Figure out the number of lines in the data that hold the string "sample". Reply with that figure only.

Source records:
● ● ● ● ● ● ●

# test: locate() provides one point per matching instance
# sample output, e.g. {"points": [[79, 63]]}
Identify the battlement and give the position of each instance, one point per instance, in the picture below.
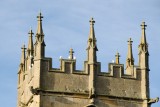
{"points": [[89, 86]]}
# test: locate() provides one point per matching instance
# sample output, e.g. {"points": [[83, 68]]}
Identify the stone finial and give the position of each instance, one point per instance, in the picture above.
{"points": [[143, 37], [130, 59], [143, 43], [40, 33], [30, 48], [71, 53], [92, 21], [92, 47], [23, 54], [117, 57]]}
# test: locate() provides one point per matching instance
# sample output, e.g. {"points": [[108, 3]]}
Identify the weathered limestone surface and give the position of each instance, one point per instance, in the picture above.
{"points": [[41, 85]]}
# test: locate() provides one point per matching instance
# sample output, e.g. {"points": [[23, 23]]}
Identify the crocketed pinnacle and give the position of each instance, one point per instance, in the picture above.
{"points": [[117, 57], [130, 59], [71, 53], [30, 49], [40, 34], [92, 39], [143, 43], [23, 55]]}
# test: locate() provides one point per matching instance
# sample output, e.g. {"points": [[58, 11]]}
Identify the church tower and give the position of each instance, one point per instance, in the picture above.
{"points": [[42, 85]]}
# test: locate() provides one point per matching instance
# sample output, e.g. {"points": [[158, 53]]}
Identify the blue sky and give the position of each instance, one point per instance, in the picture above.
{"points": [[66, 25]]}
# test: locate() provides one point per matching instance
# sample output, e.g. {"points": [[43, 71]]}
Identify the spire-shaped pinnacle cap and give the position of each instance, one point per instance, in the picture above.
{"points": [[30, 43], [143, 37], [23, 55], [130, 59], [117, 57], [143, 44], [92, 39], [39, 28], [71, 54]]}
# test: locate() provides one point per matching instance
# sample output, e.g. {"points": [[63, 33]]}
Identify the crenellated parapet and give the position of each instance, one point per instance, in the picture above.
{"points": [[42, 85]]}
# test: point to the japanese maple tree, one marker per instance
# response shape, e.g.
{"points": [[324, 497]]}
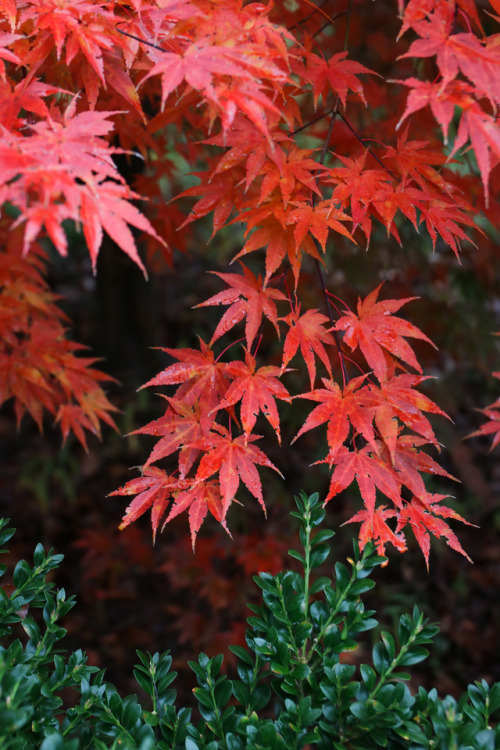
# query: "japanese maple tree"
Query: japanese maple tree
{"points": [[272, 106]]}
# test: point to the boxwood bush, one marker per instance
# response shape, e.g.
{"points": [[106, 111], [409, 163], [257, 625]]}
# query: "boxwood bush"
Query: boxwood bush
{"points": [[291, 691]]}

● ● ● ● ● ● ●

SOLUTION FOR THIS PROBLEM:
8